**Material supplied**
_ _ _ _ _ _ _
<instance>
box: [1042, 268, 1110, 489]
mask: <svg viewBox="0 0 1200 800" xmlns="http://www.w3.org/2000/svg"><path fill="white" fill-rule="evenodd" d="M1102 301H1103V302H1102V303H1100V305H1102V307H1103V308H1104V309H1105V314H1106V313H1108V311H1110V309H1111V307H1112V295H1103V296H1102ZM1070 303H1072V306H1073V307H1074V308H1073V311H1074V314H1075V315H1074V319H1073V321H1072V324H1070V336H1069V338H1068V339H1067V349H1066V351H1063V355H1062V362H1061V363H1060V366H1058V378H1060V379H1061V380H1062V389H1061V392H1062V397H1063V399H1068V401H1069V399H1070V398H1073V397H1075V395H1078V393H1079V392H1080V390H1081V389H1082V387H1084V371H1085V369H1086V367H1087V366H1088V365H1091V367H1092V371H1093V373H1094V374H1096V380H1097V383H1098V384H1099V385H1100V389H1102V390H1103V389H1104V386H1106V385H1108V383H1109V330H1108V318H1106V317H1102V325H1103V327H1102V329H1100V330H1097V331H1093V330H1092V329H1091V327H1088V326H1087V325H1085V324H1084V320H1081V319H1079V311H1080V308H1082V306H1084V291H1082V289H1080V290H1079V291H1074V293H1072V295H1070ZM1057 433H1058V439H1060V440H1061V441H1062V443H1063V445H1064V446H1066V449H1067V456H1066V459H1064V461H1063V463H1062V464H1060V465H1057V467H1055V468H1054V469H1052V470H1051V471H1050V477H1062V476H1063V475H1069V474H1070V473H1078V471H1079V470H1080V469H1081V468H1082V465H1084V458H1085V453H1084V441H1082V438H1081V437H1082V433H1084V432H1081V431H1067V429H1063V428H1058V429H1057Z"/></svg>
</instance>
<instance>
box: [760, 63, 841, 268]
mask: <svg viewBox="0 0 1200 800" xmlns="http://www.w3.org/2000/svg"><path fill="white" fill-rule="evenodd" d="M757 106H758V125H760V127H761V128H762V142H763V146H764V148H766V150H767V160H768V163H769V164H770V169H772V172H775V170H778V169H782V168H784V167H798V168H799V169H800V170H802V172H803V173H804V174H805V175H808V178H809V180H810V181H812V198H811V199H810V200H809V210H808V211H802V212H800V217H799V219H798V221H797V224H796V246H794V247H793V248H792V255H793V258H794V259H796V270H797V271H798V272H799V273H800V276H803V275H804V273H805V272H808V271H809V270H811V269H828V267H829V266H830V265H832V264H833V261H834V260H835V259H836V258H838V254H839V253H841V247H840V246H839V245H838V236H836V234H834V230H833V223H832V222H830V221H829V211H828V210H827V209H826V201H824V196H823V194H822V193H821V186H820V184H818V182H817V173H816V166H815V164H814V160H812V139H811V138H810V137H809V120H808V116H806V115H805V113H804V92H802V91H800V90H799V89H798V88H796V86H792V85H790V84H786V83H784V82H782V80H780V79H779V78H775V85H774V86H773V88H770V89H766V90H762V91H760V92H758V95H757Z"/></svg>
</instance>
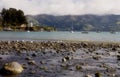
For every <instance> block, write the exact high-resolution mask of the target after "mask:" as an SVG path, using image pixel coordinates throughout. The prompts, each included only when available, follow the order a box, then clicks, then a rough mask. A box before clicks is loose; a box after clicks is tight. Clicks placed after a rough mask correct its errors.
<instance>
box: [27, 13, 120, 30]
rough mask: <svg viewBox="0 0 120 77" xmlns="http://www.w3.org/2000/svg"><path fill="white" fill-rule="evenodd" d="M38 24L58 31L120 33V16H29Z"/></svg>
mask: <svg viewBox="0 0 120 77" xmlns="http://www.w3.org/2000/svg"><path fill="white" fill-rule="evenodd" d="M26 17H27V19H31V20H32V21H33V22H34V23H36V24H41V25H45V26H51V27H55V28H56V29H57V30H62V31H64V30H67V31H69V30H71V29H73V30H74V31H120V15H101V16H100V15H64V16H54V15H47V14H41V15H34V16H32V15H27V16H26Z"/></svg>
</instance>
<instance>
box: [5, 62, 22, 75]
mask: <svg viewBox="0 0 120 77" xmlns="http://www.w3.org/2000/svg"><path fill="white" fill-rule="evenodd" d="M3 70H4V73H5V74H19V73H22V71H23V67H22V65H21V64H19V63H18V62H9V63H5V64H4V66H3Z"/></svg>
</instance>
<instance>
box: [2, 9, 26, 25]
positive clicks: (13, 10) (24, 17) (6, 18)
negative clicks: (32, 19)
mask: <svg viewBox="0 0 120 77" xmlns="http://www.w3.org/2000/svg"><path fill="white" fill-rule="evenodd" d="M1 16H2V26H3V27H8V26H20V25H21V24H27V20H26V17H25V15H24V12H23V11H22V10H17V9H15V8H9V9H5V8H3V10H2V12H1Z"/></svg>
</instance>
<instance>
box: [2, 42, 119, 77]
mask: <svg viewBox="0 0 120 77" xmlns="http://www.w3.org/2000/svg"><path fill="white" fill-rule="evenodd" d="M119 61H120V43H108V42H107V43H105V42H78V41H24V40H23V41H0V68H1V69H2V68H4V65H5V64H6V63H10V62H19V63H20V64H21V65H22V67H23V69H24V70H23V72H22V73H21V74H18V75H13V74H9V75H8V74H7V73H5V72H6V71H4V74H3V72H1V75H0V77H6V75H7V77H119V76H120V62H119ZM15 67H17V66H15ZM8 68H9V67H8ZM12 69H13V68H12ZM18 70H19V69H18ZM11 75H12V76H11Z"/></svg>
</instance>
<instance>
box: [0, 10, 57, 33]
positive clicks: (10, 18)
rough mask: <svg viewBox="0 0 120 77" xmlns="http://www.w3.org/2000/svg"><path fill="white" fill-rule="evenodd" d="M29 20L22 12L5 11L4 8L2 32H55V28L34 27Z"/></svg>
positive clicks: (34, 26) (45, 27) (33, 25)
mask: <svg viewBox="0 0 120 77" xmlns="http://www.w3.org/2000/svg"><path fill="white" fill-rule="evenodd" d="M28 20H29V19H28V18H27V17H26V16H25V15H24V12H23V11H22V10H17V9H15V8H9V9H5V8H3V9H2V11H1V15H0V30H7V31H8V30H14V31H26V30H28V29H29V30H30V31H40V30H42V31H52V30H55V29H54V28H53V27H44V26H42V25H41V26H40V25H39V24H37V25H35V24H33V25H32V26H31V25H30V24H31V22H33V23H34V21H30V22H29V21H28Z"/></svg>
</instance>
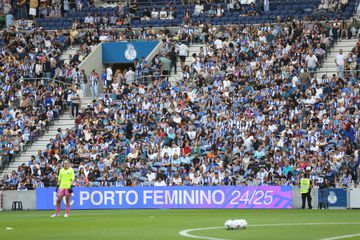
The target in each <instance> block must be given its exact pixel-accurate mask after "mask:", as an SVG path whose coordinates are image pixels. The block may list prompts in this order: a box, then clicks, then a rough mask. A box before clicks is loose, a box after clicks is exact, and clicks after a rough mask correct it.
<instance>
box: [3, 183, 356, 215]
mask: <svg viewBox="0 0 360 240" xmlns="http://www.w3.org/2000/svg"><path fill="white" fill-rule="evenodd" d="M348 193H349V205H348V207H349V208H360V188H357V189H351V190H348ZM1 195H2V201H1V200H0V202H1V203H0V208H2V209H3V210H11V207H12V202H13V201H22V204H23V209H24V210H36V191H24V192H19V191H3V192H0V196H1ZM311 196H312V207H313V208H317V206H318V189H312V190H311ZM292 207H293V208H294V209H299V208H301V194H300V189H299V188H298V187H294V188H293V190H292ZM307 207H308V206H307V205H306V208H307Z"/></svg>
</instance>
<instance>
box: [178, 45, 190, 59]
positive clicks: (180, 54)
mask: <svg viewBox="0 0 360 240" xmlns="http://www.w3.org/2000/svg"><path fill="white" fill-rule="evenodd" d="M188 53H189V48H188V46H186V45H185V44H181V45H180V46H179V56H187V55H188Z"/></svg>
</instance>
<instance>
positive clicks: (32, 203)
mask: <svg viewBox="0 0 360 240" xmlns="http://www.w3.org/2000/svg"><path fill="white" fill-rule="evenodd" d="M2 199H3V206H2V208H3V210H11V207H12V202H13V201H21V202H22V205H23V210H36V191H35V190H32V191H23V192H19V191H3V192H2Z"/></svg>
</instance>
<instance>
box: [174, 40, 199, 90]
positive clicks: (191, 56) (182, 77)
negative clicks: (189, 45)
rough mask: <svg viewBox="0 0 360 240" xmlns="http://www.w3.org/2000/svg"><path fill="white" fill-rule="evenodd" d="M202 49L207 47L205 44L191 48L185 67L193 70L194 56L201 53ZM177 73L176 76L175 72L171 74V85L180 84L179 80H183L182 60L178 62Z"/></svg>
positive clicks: (176, 66)
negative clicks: (176, 82)
mask: <svg viewBox="0 0 360 240" xmlns="http://www.w3.org/2000/svg"><path fill="white" fill-rule="evenodd" d="M200 47H205V44H201V43H200V44H198V43H196V44H192V45H190V46H189V56H188V57H187V58H186V60H185V65H189V67H190V69H191V63H192V62H193V60H194V58H193V56H192V55H193V54H194V53H196V55H198V54H199V52H200ZM176 68H177V73H176V74H175V72H174V71H172V72H171V75H172V76H171V77H170V78H169V81H170V83H171V85H175V82H178V81H179V80H182V79H183V72H182V69H181V65H180V59H178V62H177V63H176Z"/></svg>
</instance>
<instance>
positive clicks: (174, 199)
mask: <svg viewBox="0 0 360 240" xmlns="http://www.w3.org/2000/svg"><path fill="white" fill-rule="evenodd" d="M36 195H37V196H36V199H37V201H36V209H38V210H48V209H54V207H55V203H56V193H55V192H54V189H53V188H42V189H38V190H37V192H36ZM63 204H64V203H63ZM291 207H292V187H289V186H283V187H276V186H263V187H237V186H223V187H201V188H197V187H151V188H146V187H143V188H137V187H129V188H113V187H102V188H75V191H74V193H73V197H72V202H71V208H72V209H131V208H138V209H144V208H154V209H167V208H235V209H241V208H268V209H275V208H278V209H280V208H291Z"/></svg>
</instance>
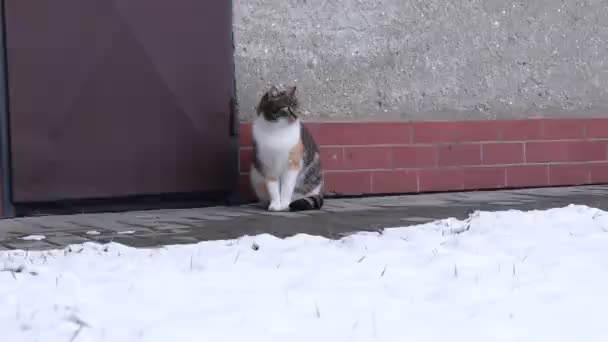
_ _ _ _ _ _ _
**Task objective**
Find every line above that contains the string "negative", matching case, and copy each of those lines.

**Output for this exercise**
negative clicks: (32, 19)
negative clicks: (189, 45)
negative clicks: (176, 82)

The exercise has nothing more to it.